## JOB
Rewrite the items below, swapping "thickest part" for "widest part" wherever it occurs and leaving every other word untouched.

Excerpts of location labeling data:

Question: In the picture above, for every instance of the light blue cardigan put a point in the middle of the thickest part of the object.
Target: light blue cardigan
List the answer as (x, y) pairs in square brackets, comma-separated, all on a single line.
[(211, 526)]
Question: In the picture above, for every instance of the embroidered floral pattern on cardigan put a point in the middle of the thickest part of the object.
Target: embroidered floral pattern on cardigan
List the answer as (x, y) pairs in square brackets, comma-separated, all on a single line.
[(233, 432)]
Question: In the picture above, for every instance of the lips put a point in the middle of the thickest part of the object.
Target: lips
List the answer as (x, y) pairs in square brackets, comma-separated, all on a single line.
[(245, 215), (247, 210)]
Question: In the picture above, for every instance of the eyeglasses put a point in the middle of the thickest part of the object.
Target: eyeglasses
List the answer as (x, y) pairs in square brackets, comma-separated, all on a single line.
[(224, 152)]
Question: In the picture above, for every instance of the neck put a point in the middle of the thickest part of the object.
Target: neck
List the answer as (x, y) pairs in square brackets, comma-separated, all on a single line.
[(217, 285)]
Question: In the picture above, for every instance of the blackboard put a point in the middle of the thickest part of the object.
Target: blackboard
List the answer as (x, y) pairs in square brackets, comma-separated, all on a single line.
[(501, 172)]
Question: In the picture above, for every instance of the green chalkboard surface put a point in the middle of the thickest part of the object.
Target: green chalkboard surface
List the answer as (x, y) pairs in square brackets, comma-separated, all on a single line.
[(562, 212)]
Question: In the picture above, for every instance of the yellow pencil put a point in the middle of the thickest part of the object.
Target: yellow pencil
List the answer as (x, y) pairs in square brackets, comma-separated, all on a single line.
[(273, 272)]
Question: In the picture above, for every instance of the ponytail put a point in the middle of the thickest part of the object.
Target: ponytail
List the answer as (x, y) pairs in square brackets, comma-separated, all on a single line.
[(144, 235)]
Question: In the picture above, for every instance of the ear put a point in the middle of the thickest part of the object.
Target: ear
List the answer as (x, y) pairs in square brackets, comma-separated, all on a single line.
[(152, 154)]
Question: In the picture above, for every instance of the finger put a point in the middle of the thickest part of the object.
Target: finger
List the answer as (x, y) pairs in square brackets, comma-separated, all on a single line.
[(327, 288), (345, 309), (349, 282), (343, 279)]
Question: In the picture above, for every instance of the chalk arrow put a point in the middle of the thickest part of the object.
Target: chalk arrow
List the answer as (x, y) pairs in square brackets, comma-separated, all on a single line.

## EXERCISE RESULT
Question: In the picture above, for every instance of the light blue cardigan put a point in the middle of the widest part of the object.
Target: light blue cardigan
List the answer as (x, y) pairs in square brackets, comma-separated, all on a single line.
[(211, 526)]
Question: In the picture above, for every instance of the embroidered floral pattern on cardigan put a point in the middle of the widest part of the object.
Target: embroidered floral pattern on cardigan
List the answer as (x, y) pairs in square brackets, comma-separated, all on a single line.
[(233, 432)]
Question: In the picture above, for every instance of the lips put a point in the middle of the widest part of the object.
Target: lips
List the answer as (x, y) pairs in square brackets, comma-separated, all on a single line.
[(245, 215), (247, 210)]
Question: In the picture above, for every instance of the eyeglasses put a point in the middle of the widest part of the object.
Target: eyeglasses
List the answer as (x, y) pairs in square brackets, comma-separated, all on a single line.
[(224, 152)]
Question: In the picture above, for every instance of the neck put a point in the middle of the widest part of the object.
Target: neck
List the answer as (x, y) pairs in square brackets, comma-separated, all on a single line.
[(217, 285)]
Question: In the picture above, for every instance of the blackboard put a point in the middle of the widest part of the object.
Target: blackboard
List the answer as (x, y) pairs in square brackets, comma-separated, all on a single line.
[(501, 172)]
Question: In the picture above, for every instance of the green chalkboard surface put a point in the middle of the widest part of the object.
Target: green chalkboard surface
List the answer as (x, y) pairs in square brackets, comma-separated, all on a single line.
[(562, 212)]
Question: In the picture above, for every instance of the yellow pencil put a point in the middle of the widest part of the object.
Target: yellow pencil
List the answer as (x, y) pairs in square brackets, comma-separated, all on a single line.
[(273, 272)]
Question: In the picture above, for every instance of the ponytail put a point in the middle of the widest part of the object.
Target: ponytail
List the answer as (x, y) pairs in square brackets, comma-separated, all on a single line.
[(144, 235)]
Question: In the picture above, for every instance of the ear put a point in the middle of the widest part of the object.
Target: ear
List the answer as (x, y) pairs in square brackets, comma-separated, all on a single line.
[(152, 154)]
Question: In the picture above, for every instance of the finger put a point in the middle of the widest part of the object.
Target: finger
List the answer as (x, y) pairs in square brackets, comma-separated, all on a single line.
[(327, 288), (345, 309), (349, 282), (343, 279)]
Question: In the picture above, for every instance of the chalk arrow put a point in the middle of the widest part of the object.
Target: chalk arrow
List the answer as (x, y) pairs in square brackets, comma-separated, all on a single line.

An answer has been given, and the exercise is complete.